(Data records)

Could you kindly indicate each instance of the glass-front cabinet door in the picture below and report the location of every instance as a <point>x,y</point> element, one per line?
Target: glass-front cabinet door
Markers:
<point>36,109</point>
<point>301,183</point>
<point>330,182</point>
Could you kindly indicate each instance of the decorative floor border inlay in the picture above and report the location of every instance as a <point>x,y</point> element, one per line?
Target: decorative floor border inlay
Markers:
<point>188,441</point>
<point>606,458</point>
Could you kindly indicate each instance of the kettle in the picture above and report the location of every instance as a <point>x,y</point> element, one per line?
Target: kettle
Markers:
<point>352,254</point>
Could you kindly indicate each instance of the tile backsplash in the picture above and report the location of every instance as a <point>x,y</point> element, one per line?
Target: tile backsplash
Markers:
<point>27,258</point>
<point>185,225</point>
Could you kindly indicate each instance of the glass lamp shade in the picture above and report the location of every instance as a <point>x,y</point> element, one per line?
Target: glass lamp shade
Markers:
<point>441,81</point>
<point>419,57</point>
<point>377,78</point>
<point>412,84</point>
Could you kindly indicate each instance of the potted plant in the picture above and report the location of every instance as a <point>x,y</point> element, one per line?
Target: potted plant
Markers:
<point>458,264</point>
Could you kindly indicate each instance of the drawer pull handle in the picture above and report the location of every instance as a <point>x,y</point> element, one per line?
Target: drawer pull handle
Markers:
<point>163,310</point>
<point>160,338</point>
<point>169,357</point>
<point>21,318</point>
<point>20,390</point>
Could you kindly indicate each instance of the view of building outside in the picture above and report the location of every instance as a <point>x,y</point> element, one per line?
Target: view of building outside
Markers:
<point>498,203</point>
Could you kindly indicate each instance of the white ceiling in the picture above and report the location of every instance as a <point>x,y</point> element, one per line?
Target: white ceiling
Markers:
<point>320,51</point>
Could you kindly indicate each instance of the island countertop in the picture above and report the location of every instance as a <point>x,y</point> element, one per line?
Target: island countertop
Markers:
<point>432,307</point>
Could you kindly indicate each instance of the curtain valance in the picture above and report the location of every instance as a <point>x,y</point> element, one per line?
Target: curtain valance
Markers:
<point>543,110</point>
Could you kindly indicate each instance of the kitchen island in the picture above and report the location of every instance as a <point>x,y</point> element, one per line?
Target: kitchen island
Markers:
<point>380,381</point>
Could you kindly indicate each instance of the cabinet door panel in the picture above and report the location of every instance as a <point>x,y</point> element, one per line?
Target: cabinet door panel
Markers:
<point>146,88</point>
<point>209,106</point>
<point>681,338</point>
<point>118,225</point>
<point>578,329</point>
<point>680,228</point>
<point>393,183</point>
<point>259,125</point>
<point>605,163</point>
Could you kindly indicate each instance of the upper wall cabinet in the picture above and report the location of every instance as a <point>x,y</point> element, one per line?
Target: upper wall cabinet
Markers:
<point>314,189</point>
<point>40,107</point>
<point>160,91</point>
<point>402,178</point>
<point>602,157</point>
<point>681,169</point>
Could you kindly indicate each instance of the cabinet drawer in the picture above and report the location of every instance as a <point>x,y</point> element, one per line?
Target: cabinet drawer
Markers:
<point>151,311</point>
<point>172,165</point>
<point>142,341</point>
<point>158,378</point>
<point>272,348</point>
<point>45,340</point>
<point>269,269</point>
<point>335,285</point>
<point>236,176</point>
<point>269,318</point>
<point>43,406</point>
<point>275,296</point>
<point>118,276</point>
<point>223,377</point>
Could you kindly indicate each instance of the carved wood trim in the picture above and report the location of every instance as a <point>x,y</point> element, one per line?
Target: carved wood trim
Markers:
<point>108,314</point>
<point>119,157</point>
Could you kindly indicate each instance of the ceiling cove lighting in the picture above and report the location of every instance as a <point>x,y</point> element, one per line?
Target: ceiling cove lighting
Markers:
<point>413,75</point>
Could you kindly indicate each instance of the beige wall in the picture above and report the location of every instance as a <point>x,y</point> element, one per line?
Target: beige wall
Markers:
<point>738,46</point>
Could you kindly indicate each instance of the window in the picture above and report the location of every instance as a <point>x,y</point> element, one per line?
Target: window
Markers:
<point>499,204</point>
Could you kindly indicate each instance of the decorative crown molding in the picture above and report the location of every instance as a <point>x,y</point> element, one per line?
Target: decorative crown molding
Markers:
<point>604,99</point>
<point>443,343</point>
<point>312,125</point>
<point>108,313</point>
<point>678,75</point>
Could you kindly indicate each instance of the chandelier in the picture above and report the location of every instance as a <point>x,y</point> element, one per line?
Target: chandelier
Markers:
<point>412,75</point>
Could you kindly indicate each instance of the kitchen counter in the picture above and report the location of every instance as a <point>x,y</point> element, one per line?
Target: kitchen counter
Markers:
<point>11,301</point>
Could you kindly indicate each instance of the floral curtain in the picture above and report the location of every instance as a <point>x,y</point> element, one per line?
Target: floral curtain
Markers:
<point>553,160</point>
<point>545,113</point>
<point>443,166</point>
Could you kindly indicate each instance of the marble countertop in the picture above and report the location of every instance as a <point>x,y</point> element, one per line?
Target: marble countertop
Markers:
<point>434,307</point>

## What you will do
An exact repeat of all the records is required.

## Output of the task
Could you kindly indicate each instance of the glass-front cabinet door in the picture below and report the location of every instance as a <point>x,y</point> element, one per line?
Target: glass-front cabinet door
Markers:
<point>36,109</point>
<point>301,183</point>
<point>330,182</point>
Could you kindly indicate each instance of the decorative floor border inlay in the picture above and report the location of every instance as a <point>x,y</point> element, one per line?
Target: decorative floor border inlay
Markers:
<point>188,441</point>
<point>606,458</point>
Could you kindly indicate each instance of the kettle in the picture above and report the location of every instance as a <point>x,y</point> element, one per line?
Target: kettle
Markers:
<point>352,254</point>
Could you kindly indicate each instance of the tile backsplash in the picture above and report the location of every instance as a <point>x,y</point> element, one per line?
Target: tile backsplash
Markers:
<point>27,258</point>
<point>185,225</point>
Could you kindly indicate each instance of the glass lamp shade in the picture above and report the location of every instance as a <point>x,y</point> element, one per line?
Target: glass lamp shade
Markers:
<point>441,81</point>
<point>419,57</point>
<point>377,78</point>
<point>412,84</point>
Could you kindly indicate each instance of the potted plant in the picture above and report the location of every instance as a <point>x,y</point> element, one per line?
Target: potted plant
Markers:
<point>458,264</point>
Could you kindly indicate each instance of the drawer pull handle in the picture above and report the location of every instance as a <point>x,y</point> element, one per line?
Target: drawer pull handle
Markers:
<point>163,310</point>
<point>160,338</point>
<point>169,357</point>
<point>21,318</point>
<point>20,390</point>
Could you kindly indicate each instance of the view of building outside in the picture above and report the location of every instance as a <point>x,y</point> element, one per line?
Target: view of building outside
Markers:
<point>498,203</point>
Could you kindly indicate each instance of the white ceiling in the picture above and report the location of every instance as a <point>x,y</point> element, one per line?
Target: white ceiling
Markers:
<point>320,51</point>
Could you kindly indicate each instance of the island countertop in the picture above and report the location of every instance as a <point>x,y</point> element, one per line?
Target: island countertop
Markers:
<point>432,307</point>
Could you kindly indicate each instance of the curtain valance in the picture above and report the location of every instance as a <point>x,y</point> element, one per line?
Target: curtain valance
Markers:
<point>543,110</point>
Could you kindly indicate each instance of the kitchen island in the picture above and report the location of every instance as a <point>x,y</point> element, one per line?
Target: kitchen island
Markers:
<point>380,381</point>
Could you kindly indicate each instance of the cabinet door panel in the picture above and report the location of every instance as a <point>x,y</point> element, one per line?
Target: cabinet door panel
Markers:
<point>146,88</point>
<point>209,106</point>
<point>681,338</point>
<point>118,225</point>
<point>578,329</point>
<point>680,228</point>
<point>393,183</point>
<point>259,125</point>
<point>605,163</point>
Could you kindly indicate each instance of the upper wall cabinet in the picture above and report the location of every instance as a <point>x,y</point> element, one per line?
Target: upper wall cabinet
Markers:
<point>314,189</point>
<point>40,107</point>
<point>160,91</point>
<point>402,178</point>
<point>602,157</point>
<point>681,169</point>
Could you kindly indicate each instance of the cabinet drawer in the picture above and report the location of every instance as a <point>x,y</point> element, one per line?
Target: cabinet drawer
Markers:
<point>151,311</point>
<point>172,165</point>
<point>142,341</point>
<point>158,378</point>
<point>272,348</point>
<point>45,340</point>
<point>269,269</point>
<point>335,285</point>
<point>236,176</point>
<point>269,318</point>
<point>43,406</point>
<point>275,296</point>
<point>118,276</point>
<point>223,377</point>
Could you kindly indicate each instance of the carved wood trim in the picture above and report the location of every instance as a <point>x,y</point> element, one per line?
Target: carved wood trim
Markers:
<point>108,314</point>
<point>119,157</point>
Could you kindly indicate each instance of the ceiling cove lighting in the picture above and report the location of every instance as a <point>x,y</point> element, one per line?
Target: ceiling cove lighting
Markers:
<point>413,75</point>
Could you kindly indicate each instance of the beige wall in the picture above and report the location of every instance as a <point>x,y</point> element, one per line?
Target: beige wall
Markers:
<point>738,46</point>
Could you kindly indicate each instance of the window in the picture above and report the location of every instance as a <point>x,y</point> element, one per line?
Target: window
Markers:
<point>499,204</point>
Could you kindly indicate each instance of the decorative crown molding in the picture above and report the location of every instance as a <point>x,y</point> element, one per line?
Target: decorative crown molding
Markers:
<point>604,99</point>
<point>443,343</point>
<point>312,125</point>
<point>108,313</point>
<point>678,75</point>
Could you kindly indicate each instance of the chandelier in the picture above and report the location of every instance as a <point>x,y</point> element, one per line?
Target: chandelier
Markers:
<point>412,75</point>
Could you kindly indicate each instance of the kitchen counter in the picture above and report the location of every instance as a <point>x,y</point> element, one per line?
Target: kitchen counter
Markers:
<point>11,301</point>
Could you kindly indicate each instance of the floral curtain in the picture above and report the location of every instance as a <point>x,y</point> element, one per line?
Target: floral curtain
Markers:
<point>553,160</point>
<point>545,113</point>
<point>443,166</point>
Could you kindly indicate each instance of the marble countertop in the picture above and report the location of every instance as a <point>x,y</point> element, one per line?
Target: marble countertop
Markers:
<point>434,307</point>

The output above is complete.